## WHAT TO WORK ON
A. Which lines in the rows contain the string "building"? Extract each of them.
B. How does the forum thread about keeping the database in memory to spare the SD card carry on after its final post? Write the next part.

How to reduce your database size and extend the life of your SD card

tescophil · June 28, 2020, 7:41pm

Put the DB in memory and stop ALL writes to the SD card…

recorder:
   db_url: 'sqlite:///:memory:'

Simple as that…, I have a 1 day purge setting and cut the recorder down to what I actually need to see, which makes it about 100MB. This also produces huge performance gains vs. any other kind of DB implementation.

PS, Set your log level to critical and further reduce writes

ffeingol · June 28, 2020, 9:02pm

Doesn’t that cause your database to be totally wiped out if you reboot your server or restart Home Assistant? From the doc: “The database ceases to exist as soon as the database connection is closed.”

firstof9 · June 28, 2020, 11:11pm

Yes but he’s also set his purge to 1 day. Likely logging relevant data to influxDB, just a guess here.

tescophil · June 29, 2020, 6:13am

Yes, the database is wiped on restart, but so what ? The DB contains only historical log data and absolutely nothing relevant to the operation of the system (in my case at least). I use the logbook for debug purposes only and the history view is interesting, but not functionally necessary.

## DATASET RECORDS
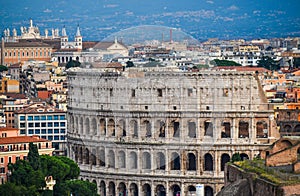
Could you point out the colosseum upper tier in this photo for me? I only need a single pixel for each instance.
(162, 132)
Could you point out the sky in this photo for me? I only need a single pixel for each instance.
(200, 18)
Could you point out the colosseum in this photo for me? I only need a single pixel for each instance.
(161, 131)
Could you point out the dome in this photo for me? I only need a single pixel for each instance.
(144, 33)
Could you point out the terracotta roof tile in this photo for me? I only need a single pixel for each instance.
(31, 109)
(21, 139)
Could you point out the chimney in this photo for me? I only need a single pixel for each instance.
(2, 51)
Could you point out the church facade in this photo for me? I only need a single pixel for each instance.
(155, 131)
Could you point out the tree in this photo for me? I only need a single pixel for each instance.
(218, 62)
(3, 68)
(236, 157)
(73, 63)
(23, 174)
(25, 180)
(296, 62)
(268, 63)
(129, 64)
(74, 169)
(79, 187)
(53, 166)
(33, 156)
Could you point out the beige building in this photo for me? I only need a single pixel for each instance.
(161, 132)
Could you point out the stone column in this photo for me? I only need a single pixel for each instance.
(252, 131)
(182, 192)
(233, 130)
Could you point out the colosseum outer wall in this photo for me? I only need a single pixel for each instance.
(161, 132)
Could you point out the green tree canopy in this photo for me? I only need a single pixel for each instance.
(3, 68)
(79, 187)
(23, 174)
(129, 64)
(73, 63)
(236, 157)
(218, 62)
(268, 63)
(33, 156)
(53, 166)
(28, 178)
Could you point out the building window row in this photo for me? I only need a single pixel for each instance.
(150, 161)
(109, 127)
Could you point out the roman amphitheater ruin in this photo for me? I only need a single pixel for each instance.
(161, 131)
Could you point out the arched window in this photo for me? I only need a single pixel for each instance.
(102, 126)
(87, 126)
(243, 129)
(161, 126)
(122, 128)
(192, 129)
(208, 162)
(122, 189)
(87, 156)
(102, 188)
(175, 161)
(175, 127)
(208, 191)
(175, 190)
(112, 189)
(81, 125)
(133, 189)
(261, 129)
(133, 160)
(160, 190)
(122, 159)
(147, 190)
(94, 126)
(93, 157)
(147, 127)
(191, 190)
(80, 155)
(244, 156)
(208, 128)
(134, 128)
(102, 158)
(160, 161)
(224, 159)
(146, 164)
(76, 125)
(192, 162)
(111, 127)
(226, 133)
(111, 159)
(297, 129)
(287, 128)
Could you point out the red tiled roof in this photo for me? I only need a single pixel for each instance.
(8, 129)
(242, 68)
(21, 139)
(15, 95)
(31, 109)
(89, 44)
(25, 44)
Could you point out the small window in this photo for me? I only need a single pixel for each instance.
(159, 92)
(190, 92)
(132, 92)
(225, 92)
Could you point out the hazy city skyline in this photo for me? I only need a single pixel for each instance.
(202, 19)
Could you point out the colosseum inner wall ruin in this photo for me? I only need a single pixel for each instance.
(162, 132)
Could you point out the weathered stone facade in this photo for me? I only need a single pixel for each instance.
(161, 132)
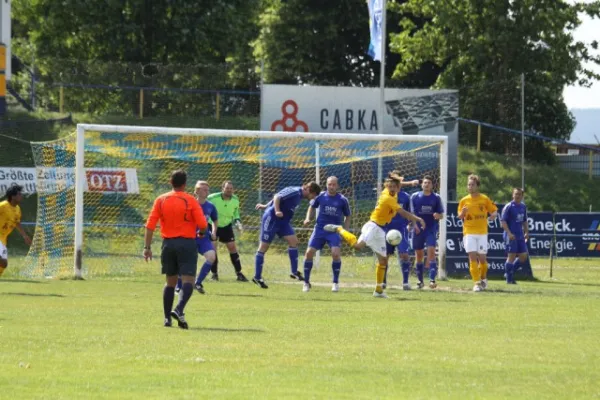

## RESPONSES IN ORDER
A.
Could you point out the beige building in this photo for me? I only need a single pixel for each instance.
Could you point out the building window row in this photo for me? I only need a single pixel for each instance.

B.
bschatzow · June 29, 2020, 12:49pm

I switched to mariadb and can’t find the db file either with Samba or ssh. I would like to find it before I start trying to reduce its size. I used the default settings to install mariadb. Thanks

francisp · June 29, 2020, 1:43pm

It is not easy to find. There is a topic about it :

bschatzow · June 29, 2020, 1:56pm

Found it using add on phpmyadmin. Also if you have the ssh / terminal add on and have protection mode disabled you can find it by the following:

docker ps you need to find the id of the maria container
2.docker exec -it fbd81dccedd4 /bin/bash
cd data/databases
4 . du -h homeassistant - this gives the size of the folder where the database is stored
or cd homeassistant
ls -hal - this gives the individual files in the folder.
Type "exit " to get out of the bash.

bdraco · June 30, 2020, 5:23pm

If you get a chance, please keep track of your database size before updating to 0.112 and then check again 11 days later to compare.

If you have a large database > 16GiB, please be aware that it may take a while for the 0.112 update to complete the database schema changes.

MarkB1 · June 30, 2020, 5:37pm

Any idea when this will be released ?

bdraco · June 30, 2020, 5:48pm

Tomorrow if all goes well.

ffeingol · June 30, 2020, 8:59pm

If you don’t compact your database (whatever is appropriate for the database platform that you are using) would you even notice a change? I’m more familiar with with SQLite and MySQLand they won’t release unused space unless you vacuum (SQLite) or optimize (MySQL).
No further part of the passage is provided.